SOURCE:
+-------+

November arrives. The clocks fall back and the days shorten and the light changes again — from October's gold to November's gray, that flat pewter sky that settles over the Treasure Valley like a lid. I don't mind it. The gray forces you inward, toward kitchens and fires and the people you keep close, and after a year of being outward — fighting, surviving, rebuilding — inward feels right. I am ready to be still for a while.
Mason came home with a school project: a family tree. He had to draw it and label it. He drew himself, me, Lily, Grandma Diane, Grandpa Gary, Uncle Brett, Uncle Kyle. He did not draw Scott. His teacher, Mr. Adkins, called me and said, "Mason chose not to include his father on the family tree. I wanted you to know." I said, "What did you say to him?" He said, "I said family trees can look different for everyone, and his was perfect." I could have kissed Mr. Adkins. I could have hired him to narrate my life.
I sat with Mason that night and we talked about the family tree. I said, "Your daddy is part of your family, even though he lives far away." Mason said, "I know. I just didn't have room on the paper." Whether this was true or metaphorical, I let it stand. Six-year-olds say things that mean more than they know, and sometimes the kindest thing a mother can do is not ask which meaning they intended.

+-------+

MATERIAL FOR THIS TASK:
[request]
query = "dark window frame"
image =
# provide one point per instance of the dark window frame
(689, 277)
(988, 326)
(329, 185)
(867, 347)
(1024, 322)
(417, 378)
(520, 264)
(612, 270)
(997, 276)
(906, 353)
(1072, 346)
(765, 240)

+-------+

SET PROBLEM 1:
In the November passage, who is Mason's teacher?
SET PROBLEM 2:
Output the lines of the listing as a Markdown table with the columns No. and Line, numbering each row and omitting any blank lines.

CORRECT OUTPUT 1:
Mr. Adkins

CORRECT OUTPUT 2:
| No. | Line |
|---|---|
| 1 | [request] |
| 2 | query = "dark window frame" |
| 3 | image = |
| 4 | # provide one point per instance of the dark window frame |
| 5 | (689, 277) |
| 6 | (988, 326) |
| 7 | (329, 185) |
| 8 | (867, 347) |
| 9 | (1024, 322) |
| 10 | (417, 378) |
| 11 | (520, 264) |
| 12 | (612, 270) |
| 13 | (997, 276) |
| 14 | (906, 353) |
| 15 | (1072, 346) |
| 16 | (765, 240) |